**TASK A**
In the Drabek text, which team named Drabek its pitching coach before the 2024 season?
**TASK B**
Reproduce the Drabek text from "Following the 1986" up to and including "Philadelphia Phillies 11–0.".
**TASK C**
Does each statement agree with the Drabek text? Answer yes or no for each and quote the words that decide it. (i) Drabek led the National League in losses while pitching for the Houston Astros. (ii) Drabek was named an All-Star more than once. (iii) The Pirates beat the Cincinnati Reds in the 1990 NLCS.

━━ STUDY TEXT ━━

Following the 1986 season, the Yankees traded Drabek with Logan Easley and Brian Fisher to the Pittsburgh Pirates for Rick Rhoden, Cecilio Guante and Pat Clements. Drabek enjoyed his best years with Pittsburgh, from 1987 to 1992, during which time he regularly pitched over 230 innings and consistently finished in the top 10 in the National League ERA race. He went 22–6 with a 2.76 ERA in 1990 en route to winning the National League Cy Young Award and leading the Pirates to the postseason (where they lost in the NLCS to the Cincinnati Reds). His 22 wins that year were a league high; it was also 7 more wins than his previous single-season mark. On August 3, 1990, while with the Pirates, Drabek had a no-hitter broken up by a Sil Campusano single with two out in the ninth. The hit was the only one Drabek would allow in defeating the Philadelphia Phillies 11–0.

Drabek signed as a free agent after the 1992 season with the Houston Astros. Despite a solid 3.79 ERA and playing for a rising team, he posted a 9–18 record and led the National League in losses. He improved in the strike-shortened 1994 season to 12–6 with a 2.84 ERA, and was named an All-Star for the first and only time in his career.

When play resumed after the players' strike in 1995, however, he was unable to maintain his success and retired after the 1998 season, having compiled a 35–40 record over his final four seasons.

==Retirement and personal life==
After retiring, Drabek coached his son's Little League and select league teams, often teaching them how to hit faster pitches with their personal pitching machine, giving them an advantage over other little league teams. Drabek returned to professional baseball in 2010, accepting a position in the Arizona Diamondbacks system as the pitching coach for the Yakima Bears in the Low-A Northwest League. On December 31, 2010, the D-backs announced that Drabek was promoted to the pitching coach for the Visalia Rawhide in the Single-A California League.

Drabek is married to Kristy and has three children; sons Justin (born 1986) and Kyle (born 1987) and daughter Kelsey (born 1991). Justin spent time playing in independent ball. Kyle was a starting pitcher who played for the Arizona Diamondbacks, Chicago White Sox, and Toronto Blue Jays.

In February 2018, Drabek was named as the pitching coach for the Double-A Jackson Generals. He served as the pitching coach for the Amarillo Sod Poodles in 2019.

Drabek was named as the pitching coach of the Triple-A Reno Aces prior to the 2024 season.

━━━
━━ GIVEN INFORMATION ━━

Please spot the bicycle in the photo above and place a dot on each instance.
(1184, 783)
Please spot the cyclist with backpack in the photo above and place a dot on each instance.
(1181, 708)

━━━

**ANSWER SECTION A**
The Triple-A Reno Aces.

**ANSWER SECTION B**
Following the 1986 season, the Yankees traded Drabek with Logan Easley and Brian Fisher to the Pittsburgh Pirates for Rick Rhoden, Cecilio Guante and Pat Clements. Drabek enjoyed his best years with Pittsburgh, from 1987 to 1992, during which time he regularly pitched over 230 innings and consistently finished in the top 10 in the National League ERA race. He went 22–6 with a 2.76 ERA in 1990 en route to winning the National League Cy Young Award and leading the Pirates to the postseason (where they lost in the NLCS to the Cincinnati Reds). His 22 wins that year were a league high; it was also 7 more wins than his previous single-season mark. On August 3, 1990, while with the Pirates, Drabek had a no-hitter broken up by a Sil Campusano single with two out in the ninth. The hit was the only one Drabek would allow in defeating the Philadelphia Phillies 11–0.

**ANSWER SECTION C**
(i) Yes: "he posted a 9–18 record and led the National League in losses."
(ii) No: "was named an All-Star for the first and only time in his career."
(iii) No: "where they lost in the NLCS to the Cincinnati Reds"